PROVIDED DATA ->
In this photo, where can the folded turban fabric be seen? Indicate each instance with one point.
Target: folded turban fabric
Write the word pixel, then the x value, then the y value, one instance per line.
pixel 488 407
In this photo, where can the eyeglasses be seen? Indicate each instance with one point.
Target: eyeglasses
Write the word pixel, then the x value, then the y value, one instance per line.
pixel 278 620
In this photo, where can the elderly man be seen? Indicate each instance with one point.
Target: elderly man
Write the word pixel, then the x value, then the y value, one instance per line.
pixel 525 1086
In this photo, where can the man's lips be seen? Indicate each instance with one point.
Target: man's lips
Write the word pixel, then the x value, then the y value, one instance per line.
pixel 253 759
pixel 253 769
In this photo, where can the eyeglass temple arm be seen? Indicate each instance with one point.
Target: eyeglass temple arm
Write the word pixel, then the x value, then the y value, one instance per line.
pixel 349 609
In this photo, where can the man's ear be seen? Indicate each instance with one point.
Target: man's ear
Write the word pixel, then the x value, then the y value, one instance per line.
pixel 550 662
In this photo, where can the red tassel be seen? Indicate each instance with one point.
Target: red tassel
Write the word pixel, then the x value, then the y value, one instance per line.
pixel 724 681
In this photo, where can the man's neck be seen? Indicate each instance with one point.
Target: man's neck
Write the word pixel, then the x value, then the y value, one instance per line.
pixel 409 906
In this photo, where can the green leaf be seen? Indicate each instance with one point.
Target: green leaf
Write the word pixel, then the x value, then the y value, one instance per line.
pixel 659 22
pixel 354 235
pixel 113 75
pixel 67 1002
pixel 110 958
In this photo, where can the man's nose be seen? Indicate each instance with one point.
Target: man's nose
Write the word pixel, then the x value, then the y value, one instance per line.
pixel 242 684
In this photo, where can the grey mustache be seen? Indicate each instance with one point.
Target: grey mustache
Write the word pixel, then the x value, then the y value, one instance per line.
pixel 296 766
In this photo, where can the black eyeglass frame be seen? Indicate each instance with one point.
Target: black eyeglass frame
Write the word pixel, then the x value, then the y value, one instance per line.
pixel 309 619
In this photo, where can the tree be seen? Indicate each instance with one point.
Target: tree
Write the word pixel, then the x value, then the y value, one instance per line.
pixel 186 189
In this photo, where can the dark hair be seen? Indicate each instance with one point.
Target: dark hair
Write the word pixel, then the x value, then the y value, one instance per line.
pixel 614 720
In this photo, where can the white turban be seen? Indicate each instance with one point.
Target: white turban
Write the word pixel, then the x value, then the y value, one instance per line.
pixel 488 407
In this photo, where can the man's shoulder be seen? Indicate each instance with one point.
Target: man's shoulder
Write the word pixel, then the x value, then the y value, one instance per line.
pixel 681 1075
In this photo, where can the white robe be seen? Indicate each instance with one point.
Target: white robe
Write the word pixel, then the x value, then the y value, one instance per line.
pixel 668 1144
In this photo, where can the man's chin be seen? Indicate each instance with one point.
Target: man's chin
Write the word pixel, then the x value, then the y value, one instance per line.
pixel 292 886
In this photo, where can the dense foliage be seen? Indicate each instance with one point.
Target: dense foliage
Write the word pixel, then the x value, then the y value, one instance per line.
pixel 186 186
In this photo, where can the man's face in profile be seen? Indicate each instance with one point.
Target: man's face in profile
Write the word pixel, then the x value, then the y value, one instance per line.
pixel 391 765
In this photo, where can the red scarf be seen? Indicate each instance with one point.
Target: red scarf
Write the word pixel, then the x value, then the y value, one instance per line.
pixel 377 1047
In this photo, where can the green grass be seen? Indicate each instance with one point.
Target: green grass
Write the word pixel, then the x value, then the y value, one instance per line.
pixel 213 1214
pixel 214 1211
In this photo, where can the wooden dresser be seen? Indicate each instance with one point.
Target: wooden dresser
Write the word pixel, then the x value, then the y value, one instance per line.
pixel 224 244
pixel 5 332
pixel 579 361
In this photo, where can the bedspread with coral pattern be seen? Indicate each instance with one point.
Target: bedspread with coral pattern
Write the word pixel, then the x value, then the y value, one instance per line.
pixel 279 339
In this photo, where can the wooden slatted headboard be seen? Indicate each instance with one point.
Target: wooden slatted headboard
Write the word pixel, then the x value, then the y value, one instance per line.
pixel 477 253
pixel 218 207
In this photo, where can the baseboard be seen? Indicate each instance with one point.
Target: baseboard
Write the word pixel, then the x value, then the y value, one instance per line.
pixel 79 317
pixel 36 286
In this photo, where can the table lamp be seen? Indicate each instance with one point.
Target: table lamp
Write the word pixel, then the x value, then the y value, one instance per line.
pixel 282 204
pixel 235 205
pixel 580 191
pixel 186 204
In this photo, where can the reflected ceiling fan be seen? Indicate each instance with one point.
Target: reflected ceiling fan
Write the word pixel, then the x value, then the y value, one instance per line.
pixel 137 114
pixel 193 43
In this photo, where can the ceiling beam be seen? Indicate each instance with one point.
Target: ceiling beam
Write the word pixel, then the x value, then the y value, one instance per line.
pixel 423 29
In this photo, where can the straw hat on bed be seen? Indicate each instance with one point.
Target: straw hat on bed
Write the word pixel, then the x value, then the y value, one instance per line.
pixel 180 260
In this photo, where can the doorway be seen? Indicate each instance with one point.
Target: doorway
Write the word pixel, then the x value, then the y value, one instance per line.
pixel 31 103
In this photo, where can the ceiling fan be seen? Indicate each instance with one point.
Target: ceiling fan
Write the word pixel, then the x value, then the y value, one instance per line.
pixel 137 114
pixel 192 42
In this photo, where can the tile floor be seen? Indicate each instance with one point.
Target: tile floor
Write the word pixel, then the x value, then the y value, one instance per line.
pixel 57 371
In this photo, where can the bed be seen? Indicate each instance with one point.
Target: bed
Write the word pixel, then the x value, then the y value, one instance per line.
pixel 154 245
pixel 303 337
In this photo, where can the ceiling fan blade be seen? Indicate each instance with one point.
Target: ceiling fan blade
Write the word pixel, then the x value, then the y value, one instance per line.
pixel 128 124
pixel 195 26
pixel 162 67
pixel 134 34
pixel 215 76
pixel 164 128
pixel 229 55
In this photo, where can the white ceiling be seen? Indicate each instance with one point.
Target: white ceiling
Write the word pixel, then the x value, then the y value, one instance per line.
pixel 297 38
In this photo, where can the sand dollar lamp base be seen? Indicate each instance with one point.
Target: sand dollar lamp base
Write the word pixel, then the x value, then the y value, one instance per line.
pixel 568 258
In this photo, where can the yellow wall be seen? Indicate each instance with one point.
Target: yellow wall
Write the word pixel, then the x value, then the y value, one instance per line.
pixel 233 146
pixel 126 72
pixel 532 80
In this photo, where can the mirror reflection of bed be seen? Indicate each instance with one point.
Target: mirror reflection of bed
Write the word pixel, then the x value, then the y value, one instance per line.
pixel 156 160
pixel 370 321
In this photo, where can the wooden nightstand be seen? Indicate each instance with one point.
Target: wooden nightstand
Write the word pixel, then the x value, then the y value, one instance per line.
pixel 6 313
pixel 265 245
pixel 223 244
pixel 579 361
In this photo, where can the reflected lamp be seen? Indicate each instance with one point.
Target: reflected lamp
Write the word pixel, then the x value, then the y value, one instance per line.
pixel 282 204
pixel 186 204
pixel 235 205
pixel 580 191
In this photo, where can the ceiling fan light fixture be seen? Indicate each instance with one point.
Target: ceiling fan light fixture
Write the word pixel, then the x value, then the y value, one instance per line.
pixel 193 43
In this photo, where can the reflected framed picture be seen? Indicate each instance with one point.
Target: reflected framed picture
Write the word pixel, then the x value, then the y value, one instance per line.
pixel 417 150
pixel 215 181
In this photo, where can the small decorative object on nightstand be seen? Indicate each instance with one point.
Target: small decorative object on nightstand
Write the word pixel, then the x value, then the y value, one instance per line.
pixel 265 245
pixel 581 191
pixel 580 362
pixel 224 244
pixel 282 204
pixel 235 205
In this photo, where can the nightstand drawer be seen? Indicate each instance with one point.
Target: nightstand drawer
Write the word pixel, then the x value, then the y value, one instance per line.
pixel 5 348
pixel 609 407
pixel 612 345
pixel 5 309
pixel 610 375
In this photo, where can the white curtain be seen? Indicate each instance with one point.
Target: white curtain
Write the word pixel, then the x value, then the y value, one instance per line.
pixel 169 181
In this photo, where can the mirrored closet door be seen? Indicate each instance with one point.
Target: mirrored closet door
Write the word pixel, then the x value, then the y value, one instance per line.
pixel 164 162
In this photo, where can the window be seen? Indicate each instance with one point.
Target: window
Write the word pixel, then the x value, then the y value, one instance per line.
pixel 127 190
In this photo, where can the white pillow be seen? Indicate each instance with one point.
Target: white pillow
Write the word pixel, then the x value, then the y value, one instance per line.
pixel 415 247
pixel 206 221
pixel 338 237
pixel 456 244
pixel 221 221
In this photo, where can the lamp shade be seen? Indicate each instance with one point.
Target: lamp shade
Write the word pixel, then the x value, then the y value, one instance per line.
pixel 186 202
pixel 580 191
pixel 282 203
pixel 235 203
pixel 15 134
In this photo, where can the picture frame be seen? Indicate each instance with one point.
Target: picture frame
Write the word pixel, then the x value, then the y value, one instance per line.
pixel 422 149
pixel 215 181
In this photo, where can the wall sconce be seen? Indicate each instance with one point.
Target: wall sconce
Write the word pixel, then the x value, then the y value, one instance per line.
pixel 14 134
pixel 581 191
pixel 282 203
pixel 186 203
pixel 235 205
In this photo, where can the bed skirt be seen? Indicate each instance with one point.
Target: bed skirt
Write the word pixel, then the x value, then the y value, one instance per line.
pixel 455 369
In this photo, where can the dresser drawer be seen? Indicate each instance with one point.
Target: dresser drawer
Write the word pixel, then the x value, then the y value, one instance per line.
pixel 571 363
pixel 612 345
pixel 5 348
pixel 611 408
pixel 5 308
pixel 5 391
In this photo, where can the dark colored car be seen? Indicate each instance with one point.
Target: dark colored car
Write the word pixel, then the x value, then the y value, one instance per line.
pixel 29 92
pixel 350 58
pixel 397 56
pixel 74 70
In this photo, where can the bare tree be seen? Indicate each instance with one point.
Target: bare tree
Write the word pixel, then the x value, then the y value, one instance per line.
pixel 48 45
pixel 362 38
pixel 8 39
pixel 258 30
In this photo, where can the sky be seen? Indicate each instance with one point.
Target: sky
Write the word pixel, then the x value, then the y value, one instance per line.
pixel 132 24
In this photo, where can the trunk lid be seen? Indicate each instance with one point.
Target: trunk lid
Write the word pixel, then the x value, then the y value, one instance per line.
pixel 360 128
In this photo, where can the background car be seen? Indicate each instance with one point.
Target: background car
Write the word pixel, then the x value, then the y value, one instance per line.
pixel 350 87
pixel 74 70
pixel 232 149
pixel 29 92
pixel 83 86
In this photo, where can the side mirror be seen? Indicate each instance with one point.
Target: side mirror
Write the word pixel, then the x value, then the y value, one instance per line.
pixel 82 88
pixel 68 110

OBJECTIVE ->
Render the lines of the listing as a numbered list with blank lines omitted, starting with the line that contains "In this photo, where can the sand" and continuing through the line that contains "pixel 568 258".

REPLY TO THE EXERCISE ->
1. In this photo, where can the sand dollar lamp base be seen? Indicate each instance with one point.
2. Target: sand dollar lamp base
3. Write the word pixel, then the x value, then the y value, one instance per line.
4. pixel 568 258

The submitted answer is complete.